• _Actions to take_:
A - Answer these questions using the text about the 1987 Alamo miniseries:
(i) Which actor plays James Bowie?
(ii) Where was the production filmed?
(iii) Which 1955 film, like this one, centers on Bowie rather than Crockett?
Label your answers (i), (ii), (iii).
B - In two sentences, summarize the text about the 1987 Alamo miniseries.
C - Continue the text about the 1987 Alamo miniseries from its final sentence.

• _Passage provided_:
+--
The Alamo: 13 Days to Glory is a 1987 American Western television miniseries later edited into a feature film about the 1836 Battle of the Alamo written and directed by Burt Kennedy, starring James Arness as James Bowie, Brian Keith as Davy Crockett, Alec Baldwin as William Barrett Travis, Raul Julia as Antonio López de Santa Anna, and featuring a single scene cameo by Lorne Greene as Sam Houston. Unlike most other films about the Alamo — the most prominent other exception being the 1955 film The Last Command (which was released during the cultural frenzy created by Walt Disney's Davy Crockett television miniseries) — it focuses on Bowie as the main character rather than Crockett.

The production was shot at Alamo Village, the Alamo replica built by John Wayne for his lavish 1960 film The Alamo.

Much of the footage of the final battle scene was recycled from earlier films.
+--
• _Records shown_:
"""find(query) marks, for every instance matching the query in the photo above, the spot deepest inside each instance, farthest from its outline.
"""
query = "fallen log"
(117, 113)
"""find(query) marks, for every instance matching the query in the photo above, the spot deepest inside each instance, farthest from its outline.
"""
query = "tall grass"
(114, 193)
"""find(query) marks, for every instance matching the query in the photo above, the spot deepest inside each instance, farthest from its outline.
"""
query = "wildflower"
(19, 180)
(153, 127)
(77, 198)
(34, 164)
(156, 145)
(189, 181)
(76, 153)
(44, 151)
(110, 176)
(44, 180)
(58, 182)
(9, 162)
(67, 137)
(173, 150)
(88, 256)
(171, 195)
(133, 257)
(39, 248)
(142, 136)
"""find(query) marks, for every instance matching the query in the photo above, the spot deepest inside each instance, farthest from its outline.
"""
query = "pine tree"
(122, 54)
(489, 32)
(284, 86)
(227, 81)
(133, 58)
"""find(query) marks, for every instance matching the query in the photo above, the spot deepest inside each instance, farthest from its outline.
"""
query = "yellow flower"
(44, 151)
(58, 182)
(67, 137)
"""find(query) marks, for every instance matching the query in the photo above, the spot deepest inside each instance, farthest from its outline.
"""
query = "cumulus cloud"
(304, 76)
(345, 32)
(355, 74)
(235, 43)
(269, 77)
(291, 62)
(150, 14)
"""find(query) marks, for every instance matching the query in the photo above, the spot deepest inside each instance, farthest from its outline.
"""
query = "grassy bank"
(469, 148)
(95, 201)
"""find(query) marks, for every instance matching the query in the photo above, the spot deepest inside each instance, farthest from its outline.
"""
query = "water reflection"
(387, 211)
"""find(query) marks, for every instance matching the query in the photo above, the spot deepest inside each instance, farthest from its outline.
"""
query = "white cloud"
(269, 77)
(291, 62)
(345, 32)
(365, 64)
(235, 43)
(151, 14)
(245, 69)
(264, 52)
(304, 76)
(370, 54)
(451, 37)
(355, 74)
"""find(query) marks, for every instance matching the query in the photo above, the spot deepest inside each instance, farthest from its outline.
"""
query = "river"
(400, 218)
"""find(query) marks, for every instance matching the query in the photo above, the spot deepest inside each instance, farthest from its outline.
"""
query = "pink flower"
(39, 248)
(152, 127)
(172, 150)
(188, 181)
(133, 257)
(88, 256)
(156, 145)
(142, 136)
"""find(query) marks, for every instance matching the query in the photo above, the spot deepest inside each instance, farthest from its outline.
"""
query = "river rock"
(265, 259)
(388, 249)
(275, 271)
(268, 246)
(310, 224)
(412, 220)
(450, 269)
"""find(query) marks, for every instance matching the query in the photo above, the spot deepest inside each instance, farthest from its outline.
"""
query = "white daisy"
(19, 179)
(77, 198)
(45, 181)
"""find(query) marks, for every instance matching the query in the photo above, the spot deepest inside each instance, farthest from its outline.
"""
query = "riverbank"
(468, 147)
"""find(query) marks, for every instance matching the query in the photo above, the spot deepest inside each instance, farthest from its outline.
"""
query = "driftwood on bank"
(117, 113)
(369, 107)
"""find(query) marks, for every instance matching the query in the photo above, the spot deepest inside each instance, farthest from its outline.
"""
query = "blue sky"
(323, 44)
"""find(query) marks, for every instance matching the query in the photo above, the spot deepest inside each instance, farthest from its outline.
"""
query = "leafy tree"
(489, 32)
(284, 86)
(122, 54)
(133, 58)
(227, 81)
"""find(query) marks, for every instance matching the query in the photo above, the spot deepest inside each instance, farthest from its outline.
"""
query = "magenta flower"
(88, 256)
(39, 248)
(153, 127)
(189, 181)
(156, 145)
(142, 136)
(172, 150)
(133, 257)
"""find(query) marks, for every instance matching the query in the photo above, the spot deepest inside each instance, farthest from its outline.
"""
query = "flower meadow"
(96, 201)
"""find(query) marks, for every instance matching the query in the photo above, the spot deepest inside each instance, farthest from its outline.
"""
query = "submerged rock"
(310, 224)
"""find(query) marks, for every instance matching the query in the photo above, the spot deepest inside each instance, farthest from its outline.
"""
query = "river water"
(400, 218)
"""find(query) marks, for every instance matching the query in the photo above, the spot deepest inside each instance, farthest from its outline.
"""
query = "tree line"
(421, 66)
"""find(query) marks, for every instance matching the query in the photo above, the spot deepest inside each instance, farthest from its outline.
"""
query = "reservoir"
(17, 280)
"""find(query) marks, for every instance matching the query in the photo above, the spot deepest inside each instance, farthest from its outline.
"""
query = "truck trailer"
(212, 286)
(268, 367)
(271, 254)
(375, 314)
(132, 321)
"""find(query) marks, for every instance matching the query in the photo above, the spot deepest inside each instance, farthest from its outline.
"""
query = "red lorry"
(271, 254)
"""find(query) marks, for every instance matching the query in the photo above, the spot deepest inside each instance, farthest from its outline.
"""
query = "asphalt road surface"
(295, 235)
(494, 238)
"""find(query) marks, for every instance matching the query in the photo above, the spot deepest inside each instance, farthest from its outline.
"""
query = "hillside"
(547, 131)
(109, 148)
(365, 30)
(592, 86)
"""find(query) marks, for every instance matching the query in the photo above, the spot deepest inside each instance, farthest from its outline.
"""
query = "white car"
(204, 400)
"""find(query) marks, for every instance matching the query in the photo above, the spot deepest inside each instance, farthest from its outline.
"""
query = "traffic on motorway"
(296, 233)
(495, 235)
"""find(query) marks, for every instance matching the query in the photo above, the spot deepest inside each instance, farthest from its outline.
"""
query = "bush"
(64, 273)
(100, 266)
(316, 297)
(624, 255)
+--
• _The answers_:
A -
(i) James Arness
(ii) At Alamo Village, the Alamo replica that John Wayne built for his 1960 film The Alamo
(iii) The Last Command

B - The Alamo: 13 Days to Glory is a 1987 American Western television miniseries about the 1836 Battle of the Alamo, written and directed by Burt Kennedy and later edited into a feature film. Unlike most Alamo films, it makes Bowie the main character rather than Crockett, and it was shot at John Wayne's Alamo Village replica using much recycled battle footage.

C -
Premise
Against orders and no hope of relief Texas patriots led by Bill Travis (Alec Baldwin), Jim Bowie (James Arness) and Davy Crockett (Brian Keith) defend the Alamo against the overwhelming Mexican forces led by the merciless General Antonio Lopez de Santa Anna (Raul Julia).

Cast
 James Arness as Jim Bowie
 Brian Keith as Davy Crockett
 Alec Baldwin as Bill Travis
 Raul Julia as General Antonio López de Santa Anna
 David Ogden Stiers as Colonel Black
 Jon Lindstrom as Captain Almaron Dickinson
 Lorne Greene as Sam Houston (in his final film role)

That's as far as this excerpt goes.